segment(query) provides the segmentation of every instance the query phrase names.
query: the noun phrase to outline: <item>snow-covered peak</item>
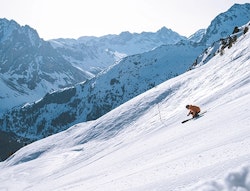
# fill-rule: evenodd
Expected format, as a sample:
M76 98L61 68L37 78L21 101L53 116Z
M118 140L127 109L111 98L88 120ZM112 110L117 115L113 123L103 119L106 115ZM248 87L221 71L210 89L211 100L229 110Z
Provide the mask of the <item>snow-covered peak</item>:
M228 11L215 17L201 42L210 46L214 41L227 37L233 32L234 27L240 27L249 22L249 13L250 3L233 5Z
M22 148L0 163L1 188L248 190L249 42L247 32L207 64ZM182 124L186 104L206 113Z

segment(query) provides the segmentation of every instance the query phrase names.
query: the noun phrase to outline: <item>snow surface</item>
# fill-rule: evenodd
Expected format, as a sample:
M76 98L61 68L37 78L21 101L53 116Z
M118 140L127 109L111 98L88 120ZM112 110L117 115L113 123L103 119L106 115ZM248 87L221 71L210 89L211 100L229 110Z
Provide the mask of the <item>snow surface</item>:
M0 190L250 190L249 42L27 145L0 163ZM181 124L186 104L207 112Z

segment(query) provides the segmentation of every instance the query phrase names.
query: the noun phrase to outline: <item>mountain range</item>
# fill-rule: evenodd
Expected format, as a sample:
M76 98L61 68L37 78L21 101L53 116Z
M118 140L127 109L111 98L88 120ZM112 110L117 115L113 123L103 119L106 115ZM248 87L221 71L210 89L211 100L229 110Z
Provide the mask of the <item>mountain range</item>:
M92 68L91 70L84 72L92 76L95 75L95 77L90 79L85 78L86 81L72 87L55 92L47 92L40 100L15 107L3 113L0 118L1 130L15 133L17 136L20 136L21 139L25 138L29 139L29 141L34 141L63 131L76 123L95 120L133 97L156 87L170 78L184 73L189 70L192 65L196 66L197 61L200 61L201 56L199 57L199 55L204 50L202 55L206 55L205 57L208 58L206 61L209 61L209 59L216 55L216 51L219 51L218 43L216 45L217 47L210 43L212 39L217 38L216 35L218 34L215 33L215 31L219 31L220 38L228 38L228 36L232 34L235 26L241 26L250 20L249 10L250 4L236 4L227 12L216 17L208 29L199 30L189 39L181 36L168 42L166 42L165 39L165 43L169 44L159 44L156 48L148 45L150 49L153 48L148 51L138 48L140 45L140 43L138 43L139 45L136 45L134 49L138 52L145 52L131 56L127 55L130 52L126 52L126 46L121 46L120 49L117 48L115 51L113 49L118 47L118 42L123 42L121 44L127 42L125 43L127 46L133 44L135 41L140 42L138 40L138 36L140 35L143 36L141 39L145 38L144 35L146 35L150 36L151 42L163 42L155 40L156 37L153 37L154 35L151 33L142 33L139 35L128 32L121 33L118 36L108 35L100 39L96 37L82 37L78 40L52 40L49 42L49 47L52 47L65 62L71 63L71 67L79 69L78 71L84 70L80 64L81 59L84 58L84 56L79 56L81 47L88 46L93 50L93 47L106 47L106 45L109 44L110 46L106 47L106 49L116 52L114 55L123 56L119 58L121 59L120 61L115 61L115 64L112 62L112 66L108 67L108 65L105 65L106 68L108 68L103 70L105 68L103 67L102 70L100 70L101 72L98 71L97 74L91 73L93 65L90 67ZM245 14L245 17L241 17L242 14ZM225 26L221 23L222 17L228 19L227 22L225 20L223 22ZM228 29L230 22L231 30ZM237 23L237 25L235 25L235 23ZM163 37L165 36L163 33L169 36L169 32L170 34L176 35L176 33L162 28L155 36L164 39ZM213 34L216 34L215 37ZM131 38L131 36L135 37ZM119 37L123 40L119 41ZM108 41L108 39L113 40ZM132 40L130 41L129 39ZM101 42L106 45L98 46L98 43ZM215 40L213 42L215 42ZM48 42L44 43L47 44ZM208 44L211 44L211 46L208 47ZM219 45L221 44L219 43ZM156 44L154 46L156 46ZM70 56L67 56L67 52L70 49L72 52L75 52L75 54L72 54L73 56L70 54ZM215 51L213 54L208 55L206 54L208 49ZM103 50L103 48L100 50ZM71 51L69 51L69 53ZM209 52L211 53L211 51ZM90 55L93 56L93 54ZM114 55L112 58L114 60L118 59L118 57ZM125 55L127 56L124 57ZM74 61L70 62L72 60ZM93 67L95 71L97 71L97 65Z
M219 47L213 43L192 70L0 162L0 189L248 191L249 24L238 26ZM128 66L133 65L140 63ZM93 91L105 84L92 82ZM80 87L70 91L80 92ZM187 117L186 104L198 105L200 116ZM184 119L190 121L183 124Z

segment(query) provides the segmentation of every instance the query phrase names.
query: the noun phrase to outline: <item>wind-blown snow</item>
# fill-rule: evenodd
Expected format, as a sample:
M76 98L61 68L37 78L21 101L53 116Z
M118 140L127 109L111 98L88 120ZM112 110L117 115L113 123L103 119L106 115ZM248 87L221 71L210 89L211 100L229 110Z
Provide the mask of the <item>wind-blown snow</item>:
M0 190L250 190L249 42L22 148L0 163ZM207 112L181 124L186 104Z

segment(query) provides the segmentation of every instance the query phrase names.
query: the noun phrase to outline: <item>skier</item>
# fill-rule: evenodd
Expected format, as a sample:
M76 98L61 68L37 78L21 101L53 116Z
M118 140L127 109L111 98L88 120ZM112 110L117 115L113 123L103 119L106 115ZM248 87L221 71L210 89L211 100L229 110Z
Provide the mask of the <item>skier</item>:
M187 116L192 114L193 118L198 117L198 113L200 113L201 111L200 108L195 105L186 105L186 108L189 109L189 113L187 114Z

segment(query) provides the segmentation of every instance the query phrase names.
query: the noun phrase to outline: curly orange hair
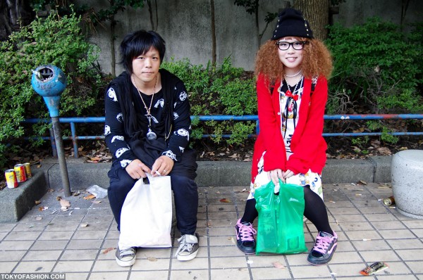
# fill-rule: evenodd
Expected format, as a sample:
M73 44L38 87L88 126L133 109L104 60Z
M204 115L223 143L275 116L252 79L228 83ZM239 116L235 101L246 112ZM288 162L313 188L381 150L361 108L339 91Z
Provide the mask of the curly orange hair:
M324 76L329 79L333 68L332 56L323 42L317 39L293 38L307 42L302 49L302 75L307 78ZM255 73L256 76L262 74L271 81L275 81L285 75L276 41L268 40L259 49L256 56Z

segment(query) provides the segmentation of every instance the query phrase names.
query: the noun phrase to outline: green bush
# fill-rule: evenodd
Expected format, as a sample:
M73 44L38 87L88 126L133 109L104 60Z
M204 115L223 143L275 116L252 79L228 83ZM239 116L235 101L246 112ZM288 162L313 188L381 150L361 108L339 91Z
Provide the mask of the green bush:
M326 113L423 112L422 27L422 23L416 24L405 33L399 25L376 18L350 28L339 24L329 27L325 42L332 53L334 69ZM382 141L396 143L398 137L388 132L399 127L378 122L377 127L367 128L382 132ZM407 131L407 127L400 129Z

### What is expected:
Copy every line of the records above verbatim, leaving out the pictures.

### Answer in full:
segment(query) provides the segmentation of every instance the query phrase names.
query: the noun phrase to outline: <item>snow-covered peak</item>
# fill-rule: evenodd
Expected format, as a sample:
M76 98L61 68L37 78L21 101L53 116Z
M118 140L127 109L111 98L88 120ZM112 110L117 115L113 123L103 119L106 115ZM248 87L221 71L210 89L211 100L229 110Z
Provide the mask of the <item>snow-covered peak</item>:
M228 11L215 17L201 42L210 46L214 41L227 37L233 32L234 27L240 27L249 22L249 13L250 3L233 5Z
M22 148L0 163L1 188L248 190L249 42L247 32L207 64ZM182 124L186 104L206 113Z

segment(query) provides the segmentation of every instance the query phrase names.
query: the noun phrase to outline: <item>snow surface</item>
# fill-rule: evenodd
Expected format, as a sample:
M76 98L61 68L37 78L21 101L53 116Z
M118 140L127 109L111 98L88 120ZM112 110L117 115L113 123L103 119L106 115ZM248 87L221 71L210 89L211 100L229 110Z
Provide the mask of the <item>snow surface</item>:
M0 190L250 190L249 42L27 145L0 163ZM181 124L186 104L207 112Z

segment(query) provides the segmentation of every instance the query phrase names.
query: the noun phrase to outline: <item>mountain range</item>
# fill-rule: evenodd
Expected format, as a sample:
M76 98L61 68L37 78L21 101L53 116Z
M118 140L127 109L111 98L88 120ZM112 110L117 115L113 123L103 119L106 115ZM248 87L221 71L210 89L211 100L229 110Z
Provide the mask of the <item>mountain range</item>:
M92 68L91 70L84 72L92 76L95 75L95 77L90 79L85 78L86 81L72 87L55 92L47 92L40 100L15 107L3 113L0 118L1 130L15 133L17 136L20 136L21 139L25 138L29 139L29 141L34 141L63 131L76 123L95 120L133 97L156 87L170 78L184 73L189 70L192 65L196 66L197 61L200 61L201 56L199 57L199 55L204 50L202 55L206 55L205 57L208 58L206 61L209 61L209 59L216 55L216 51L219 51L218 43L216 45L217 47L210 43L212 39L217 38L216 35L218 34L215 33L215 31L219 31L220 38L228 38L228 36L232 34L235 26L241 26L250 20L249 10L250 4L236 4L227 12L216 17L208 29L199 30L189 39L181 36L168 42L166 42L165 39L165 43L169 44L159 44L156 48L148 45L150 49L153 48L148 51L138 48L140 45L140 43L138 43L139 45L136 45L134 49L138 52L145 52L131 56L127 55L130 52L126 52L126 46L121 46L120 49L117 48L115 51L113 49L118 47L118 42L123 42L121 44L127 42L125 43L127 46L133 44L135 41L140 42L138 40L138 36L140 35L143 36L141 39L145 38L144 35L146 35L150 36L151 42L163 42L155 40L156 37L153 37L154 35L151 33L142 33L139 35L128 32L121 33L118 36L108 35L100 39L96 37L82 37L78 40L52 40L49 42L49 47L52 47L65 62L71 63L71 67L79 69L78 71L84 70L80 64L81 59L84 58L84 56L79 56L81 47L88 46L93 50L93 47L106 47L106 45L109 44L110 46L106 47L106 49L116 52L114 55L123 56L119 58L121 59L120 61L115 61L115 64L112 62L112 66L108 67L108 65L105 65L106 68L108 68L103 70L105 68L103 67L102 70L100 70L101 72L98 71L97 74L91 73L93 65L90 67ZM245 14L245 17L241 17L242 14ZM225 26L221 23L222 17L228 19L227 22L225 20L223 22ZM228 29L230 22L231 30ZM237 23L237 25L235 25L235 23ZM163 37L165 36L163 33L169 36L169 32L170 34L176 35L176 33L162 28L155 36L164 39ZM213 34L216 34L215 37ZM131 38L131 36L135 37ZM119 37L123 40L119 41ZM108 41L108 39L113 40ZM132 40L130 41L129 39ZM101 42L106 45L98 46L98 43ZM215 40L213 42L215 42ZM48 42L44 43L47 44ZM208 44L211 44L211 46L208 47ZM219 45L221 44L219 43ZM156 44L154 46L156 46ZM70 56L67 56L67 52L70 49L72 52L75 52L75 54L72 54L73 56L70 54ZM215 51L213 54L208 55L206 54L208 49ZM103 50L103 48L100 50ZM71 51L69 51L69 53ZM209 52L211 53L211 51ZM90 55L93 56L93 54ZM114 55L112 58L114 60L118 59L118 57ZM125 55L127 56L124 57ZM74 61L70 62L72 60ZM93 67L95 71L97 71L97 65Z
M219 47L213 43L192 70L0 162L0 189L248 191L249 24L238 26ZM128 66L133 65L140 63ZM93 91L105 84L92 82ZM80 87L70 91L80 92ZM187 117L186 104L198 105L200 116ZM184 119L190 121L183 124Z

segment(query) provides the segmentation of every instance the query phrase names.
query: the noun phrase to outline: <item>wind-blown snow</item>
# fill-rule: evenodd
Expected format, as a sample:
M76 98L61 68L37 78L21 101L53 116Z
M118 140L127 109L111 98L88 120ZM112 110L117 115L113 123L103 119L106 115ZM248 87L221 71L210 89L211 100L229 110Z
Provide the mask of the <item>wind-blown snow</item>:
M0 190L250 190L249 42L22 148L0 163ZM207 112L181 124L186 104Z

segment(query) provides the segmentation of every instance the query phrase names.
query: the noun phrase to outline: <item>skier</item>
# fill-rule: evenodd
Expected format, as a sample:
M76 98L61 68L37 78L21 101L53 116Z
M118 140L127 109L111 98L88 120ZM112 110L117 115L113 123L103 119L106 115ZM248 87L221 71L210 89L211 100L229 110Z
Provide the mask of the <item>skier</item>:
M187 116L192 114L193 118L198 117L198 113L200 113L201 111L200 108L195 105L186 105L186 108L189 109L189 113L187 114Z

segment(query) provides the segmentation of every instance the query phrase names.
query: the noun phrase to outline: curly orange hair
# fill-rule: evenodd
Expected format, as a sample:
M73 44L38 87L88 126L133 109L104 60Z
M204 115L223 143L275 116L252 79L228 83ZM239 116L235 101L246 112ZM288 162L313 188L381 150L361 108L339 91Z
Provide the mask of the curly orange hair:
M324 76L329 79L333 68L332 56L323 42L317 39L293 38L307 42L302 49L302 75L307 78ZM255 73L256 76L262 74L271 81L275 81L285 75L276 41L268 40L259 49L256 56Z

segment(query) provides the segmentation of every instance the query phrase names.
query: the noun phrase to outline: green bush
# fill-rule: evenodd
Expected format, as a sample:
M73 44L38 87L88 126L133 109L104 60Z
M204 115L223 143L275 116L252 79L228 83ZM239 116L235 101L246 112ZM288 162L313 188L381 150L361 108L339 91Z
Provide the mask of the green bush:
M326 113L423 112L422 27L422 23L416 24L405 33L399 25L376 18L350 28L339 24L329 27L325 42L332 53L334 69ZM382 141L396 143L398 137L388 132L399 127L378 122L377 127L367 128L382 132ZM407 131L407 127L400 129Z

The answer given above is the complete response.